» **Work instructions**: Retype the tail of the data exactly, starting at the line containing "pier shown in this photo." and stopping at the last line.

⁂

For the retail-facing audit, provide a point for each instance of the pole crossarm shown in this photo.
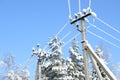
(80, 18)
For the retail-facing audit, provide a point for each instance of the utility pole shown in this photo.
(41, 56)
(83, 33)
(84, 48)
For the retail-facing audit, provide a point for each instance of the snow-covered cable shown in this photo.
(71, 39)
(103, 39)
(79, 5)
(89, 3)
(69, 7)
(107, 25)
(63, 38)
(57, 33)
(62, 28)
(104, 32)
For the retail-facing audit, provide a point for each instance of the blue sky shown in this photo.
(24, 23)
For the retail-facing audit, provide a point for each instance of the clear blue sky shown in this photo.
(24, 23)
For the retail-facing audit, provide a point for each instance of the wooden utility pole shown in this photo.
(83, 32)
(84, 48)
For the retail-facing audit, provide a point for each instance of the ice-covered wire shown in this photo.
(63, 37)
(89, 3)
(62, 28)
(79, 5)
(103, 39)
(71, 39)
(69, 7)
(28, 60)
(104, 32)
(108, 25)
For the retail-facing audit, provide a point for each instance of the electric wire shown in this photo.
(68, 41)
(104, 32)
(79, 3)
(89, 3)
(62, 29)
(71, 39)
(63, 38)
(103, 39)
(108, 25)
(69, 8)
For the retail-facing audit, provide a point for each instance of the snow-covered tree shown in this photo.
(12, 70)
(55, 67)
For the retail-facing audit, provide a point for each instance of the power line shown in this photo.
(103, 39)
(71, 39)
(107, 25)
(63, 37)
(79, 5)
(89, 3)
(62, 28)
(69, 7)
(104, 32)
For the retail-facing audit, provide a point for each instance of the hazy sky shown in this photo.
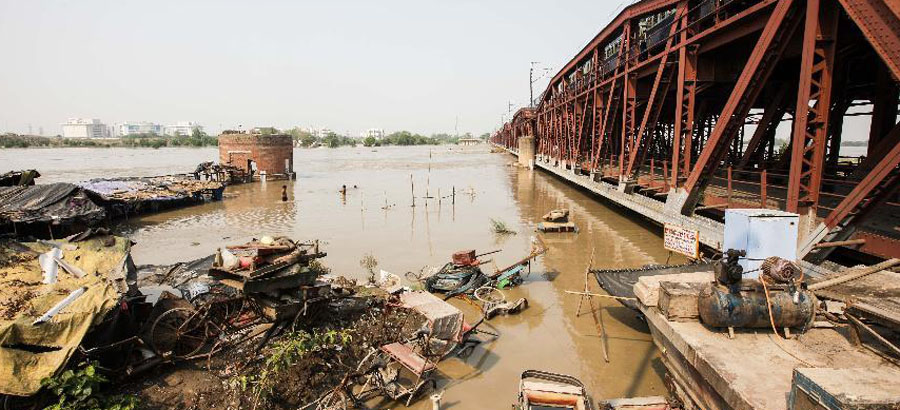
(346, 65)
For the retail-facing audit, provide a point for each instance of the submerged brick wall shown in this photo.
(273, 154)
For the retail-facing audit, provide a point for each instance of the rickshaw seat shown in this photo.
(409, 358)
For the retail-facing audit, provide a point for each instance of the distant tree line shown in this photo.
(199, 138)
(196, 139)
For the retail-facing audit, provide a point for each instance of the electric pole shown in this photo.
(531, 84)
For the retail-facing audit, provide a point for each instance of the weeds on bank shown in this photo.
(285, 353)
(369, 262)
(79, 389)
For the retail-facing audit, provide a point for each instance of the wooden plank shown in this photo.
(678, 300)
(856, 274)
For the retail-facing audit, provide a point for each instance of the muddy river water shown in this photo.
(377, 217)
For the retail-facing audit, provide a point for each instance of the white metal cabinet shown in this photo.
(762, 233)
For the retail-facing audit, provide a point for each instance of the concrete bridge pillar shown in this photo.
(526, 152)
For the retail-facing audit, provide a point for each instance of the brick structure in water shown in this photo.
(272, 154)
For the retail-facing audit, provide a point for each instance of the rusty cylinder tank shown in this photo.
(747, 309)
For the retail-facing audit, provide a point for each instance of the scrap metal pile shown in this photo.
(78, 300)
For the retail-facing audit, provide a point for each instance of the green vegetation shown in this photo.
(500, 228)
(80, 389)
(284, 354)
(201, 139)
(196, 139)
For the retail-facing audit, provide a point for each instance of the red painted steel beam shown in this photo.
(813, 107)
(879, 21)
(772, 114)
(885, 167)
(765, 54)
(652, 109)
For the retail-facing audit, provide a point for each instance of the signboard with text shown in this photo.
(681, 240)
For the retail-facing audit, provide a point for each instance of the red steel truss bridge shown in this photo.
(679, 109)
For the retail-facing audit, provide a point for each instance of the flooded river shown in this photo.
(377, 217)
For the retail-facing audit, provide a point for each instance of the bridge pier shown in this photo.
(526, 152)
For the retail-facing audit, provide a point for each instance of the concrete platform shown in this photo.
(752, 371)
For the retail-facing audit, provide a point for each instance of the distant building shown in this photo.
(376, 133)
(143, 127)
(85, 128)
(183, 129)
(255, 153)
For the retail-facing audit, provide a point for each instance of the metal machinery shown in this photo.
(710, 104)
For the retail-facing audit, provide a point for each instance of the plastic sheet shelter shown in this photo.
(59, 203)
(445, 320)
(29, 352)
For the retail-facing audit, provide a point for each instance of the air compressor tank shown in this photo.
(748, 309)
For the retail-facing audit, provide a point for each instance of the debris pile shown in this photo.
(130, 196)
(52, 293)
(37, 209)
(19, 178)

⁂

» **Written answer**:
For the retail-facing audit, provide a point for each instance of the bridge pier shown in this photo.
(526, 152)
For the retail-facing audit, provide a point for each instance of the concrete platform shown in this photo.
(752, 371)
For the retail-facing audit, provide a point for each instance of the distant building shown in this photo.
(376, 133)
(143, 127)
(85, 128)
(183, 129)
(255, 153)
For the retail-facing audit, provide a point for each instance of the metal machinery shown in this photo.
(710, 104)
For the retail-facing audit, provide a point for each instance of the plastic sheet shelter shown in this photo.
(59, 203)
(445, 320)
(29, 352)
For the retail-facing audit, provide a point for each instance of the air compressor tank shown in this photo.
(748, 309)
For the retail-facing audit, provide a point for each instance of the debris pile shown in this photo.
(130, 196)
(52, 293)
(37, 209)
(19, 178)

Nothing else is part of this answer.